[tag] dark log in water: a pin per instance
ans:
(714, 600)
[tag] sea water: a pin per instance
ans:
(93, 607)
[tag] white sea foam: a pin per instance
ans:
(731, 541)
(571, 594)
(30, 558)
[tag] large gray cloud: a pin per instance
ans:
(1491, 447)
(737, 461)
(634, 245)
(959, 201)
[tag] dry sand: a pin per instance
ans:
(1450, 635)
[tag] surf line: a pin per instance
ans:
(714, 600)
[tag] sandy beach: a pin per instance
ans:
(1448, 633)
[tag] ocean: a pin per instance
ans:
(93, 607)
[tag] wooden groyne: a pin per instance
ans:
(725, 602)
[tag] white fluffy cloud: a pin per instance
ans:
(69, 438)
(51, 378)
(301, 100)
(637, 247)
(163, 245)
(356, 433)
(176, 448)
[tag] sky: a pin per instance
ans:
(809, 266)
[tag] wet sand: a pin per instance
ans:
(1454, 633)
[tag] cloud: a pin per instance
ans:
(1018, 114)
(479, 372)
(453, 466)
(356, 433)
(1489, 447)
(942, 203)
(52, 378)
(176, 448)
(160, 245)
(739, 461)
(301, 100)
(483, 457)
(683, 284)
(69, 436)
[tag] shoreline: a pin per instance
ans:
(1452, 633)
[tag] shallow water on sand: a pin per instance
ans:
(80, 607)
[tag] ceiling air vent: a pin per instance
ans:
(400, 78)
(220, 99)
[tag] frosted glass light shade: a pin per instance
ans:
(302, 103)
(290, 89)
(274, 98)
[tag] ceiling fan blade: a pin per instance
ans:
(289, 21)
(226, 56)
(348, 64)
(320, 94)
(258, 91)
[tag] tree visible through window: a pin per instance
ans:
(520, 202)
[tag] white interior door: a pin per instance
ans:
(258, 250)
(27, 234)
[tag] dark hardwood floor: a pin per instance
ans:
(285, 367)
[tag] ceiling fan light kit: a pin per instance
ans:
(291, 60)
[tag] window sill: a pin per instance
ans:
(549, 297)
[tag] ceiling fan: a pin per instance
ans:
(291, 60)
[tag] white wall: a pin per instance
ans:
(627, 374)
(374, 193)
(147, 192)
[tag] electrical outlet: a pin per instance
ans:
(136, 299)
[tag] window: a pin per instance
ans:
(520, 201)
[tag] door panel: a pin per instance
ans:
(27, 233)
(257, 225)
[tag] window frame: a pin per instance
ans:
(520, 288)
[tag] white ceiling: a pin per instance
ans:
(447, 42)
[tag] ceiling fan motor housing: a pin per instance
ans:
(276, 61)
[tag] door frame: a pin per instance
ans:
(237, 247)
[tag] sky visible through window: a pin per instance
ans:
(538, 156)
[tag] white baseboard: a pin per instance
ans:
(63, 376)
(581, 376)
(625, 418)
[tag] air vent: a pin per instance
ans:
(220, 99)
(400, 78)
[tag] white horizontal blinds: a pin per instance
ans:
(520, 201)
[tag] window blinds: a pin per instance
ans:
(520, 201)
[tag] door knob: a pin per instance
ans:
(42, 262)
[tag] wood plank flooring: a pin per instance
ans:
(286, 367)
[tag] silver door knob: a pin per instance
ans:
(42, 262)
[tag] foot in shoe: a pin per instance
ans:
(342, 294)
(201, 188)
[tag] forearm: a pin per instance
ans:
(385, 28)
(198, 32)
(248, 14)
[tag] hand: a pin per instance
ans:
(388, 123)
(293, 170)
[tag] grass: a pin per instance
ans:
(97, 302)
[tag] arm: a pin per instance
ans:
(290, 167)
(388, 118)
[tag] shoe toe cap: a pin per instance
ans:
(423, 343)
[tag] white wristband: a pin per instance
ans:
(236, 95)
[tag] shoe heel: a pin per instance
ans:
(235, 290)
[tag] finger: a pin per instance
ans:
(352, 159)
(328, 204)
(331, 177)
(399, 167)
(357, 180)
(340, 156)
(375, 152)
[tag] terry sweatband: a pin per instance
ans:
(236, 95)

▬▬▬▬▬▬▬▬▬▬

Short problem:
What do the records say? Quote them all exactly.

Task answer:
[tag] dark log in water: a pin per instance
ans:
(714, 600)
[tag] sea water: a pin per instance
ans:
(93, 607)
[tag] white sea foam: a pin per instance
ans:
(731, 541)
(571, 594)
(30, 558)
[tag] large gray cloud: a pin per instance
ans:
(1491, 447)
(737, 461)
(634, 245)
(959, 201)
[tag] dry sand: a pin per instance
ans:
(1450, 635)
[tag] surf line: a pin per instance
ans:
(714, 600)
[tag] sandy beach: a pin per instance
ans:
(1448, 633)
[tag] ocean: a pin per instance
ans:
(93, 607)
[tag] wooden groyne: a pin per instance
ans:
(725, 602)
[tag] white fluffy cloud: a pin per instance
ans:
(69, 438)
(51, 378)
(301, 100)
(637, 247)
(163, 245)
(356, 433)
(176, 448)
[tag] sky: a pin per instance
ans:
(809, 266)
[tag] wet sand: a pin per instance
ans:
(1454, 633)
[tag] cloud: a pin per instance
ans:
(1018, 114)
(479, 372)
(453, 466)
(356, 433)
(1489, 447)
(942, 203)
(52, 378)
(176, 448)
(160, 245)
(739, 461)
(301, 100)
(483, 457)
(683, 284)
(69, 436)
[tag] shoreline: a pin per instance
ans:
(1452, 633)
[tag] shallow water on sand: a pin per instance
ans:
(80, 607)
[tag] ceiling air vent: a pin per instance
ans:
(400, 78)
(220, 99)
[tag] frosted glass light shade: a pin per instance
ans:
(302, 103)
(290, 89)
(274, 98)
[tag] ceiling fan blade: a pin per instance
ans:
(289, 21)
(226, 56)
(348, 64)
(320, 94)
(258, 91)
[tag] tree visible through window: a pin per instance
ans:
(520, 202)
[tag] white interior door: a pin per instance
ans:
(258, 250)
(27, 234)
[tag] dark hardwood floor: a pin per instance
ans:
(285, 367)
[tag] ceiling fan light kit: a pin per instance
ans:
(291, 60)
[tag] window sill: a pin per instance
ans:
(549, 297)
[tag] ceiling fan: a pin per instance
ans:
(291, 60)
[tag] white wall: a pin per instance
ans:
(627, 374)
(374, 193)
(147, 192)
[tag] electrical outlet: a pin per instance
ans:
(136, 299)
[tag] window: a pin per instance
ans:
(520, 201)
[tag] door panel: a pin per instance
ans:
(27, 233)
(257, 225)
[tag] window frame: a pin per instance
ans:
(520, 288)
[tag] white ceiling: a pin per instance
ans:
(447, 42)
[tag] ceiling fan motor housing: a pin per instance
ans:
(276, 61)
[tag] door frame: a pin per instance
ans:
(237, 247)
[tag] sky visible through window: a pin per instance
ans:
(538, 156)
[tag] white baseboard: a pin per instance
ans:
(63, 376)
(581, 376)
(625, 418)
[tag] air vent: a pin per instance
ans:
(220, 99)
(400, 78)
[tag] white horizontal blinds: a pin per instance
ans:
(520, 201)
[tag] window blinds: a pin per instance
ans:
(520, 201)
[tag] door knob: a pin per instance
ans:
(42, 262)
[tag] wood plank flooring: a pin per instance
ans:
(286, 367)
[tag] silver door knob: a pin per instance
ans:
(42, 262)
[tag] foot in shoe: a pin per instance
ans:
(342, 294)
(201, 188)
[tag] forearm: a pin per instance
ans:
(385, 28)
(198, 32)
(248, 14)
[tag] hand: a pin per instance
ans:
(388, 123)
(293, 170)
[tag] grass: a pin per instance
ans:
(97, 302)
[tag] arm: a pin per instance
ans:
(290, 167)
(388, 118)
[tag] shoe toe cap: a pin per instance
ans:
(423, 343)
[tag] white wristband: a pin per instance
ans:
(236, 95)
[tag] shoe heel: a pin per instance
ans:
(235, 290)
[tag] finger: a pin per instance
ans:
(352, 159)
(328, 204)
(331, 177)
(399, 167)
(357, 180)
(340, 156)
(375, 152)
[tag] terry sweatband: a pin per instance
ans:
(236, 95)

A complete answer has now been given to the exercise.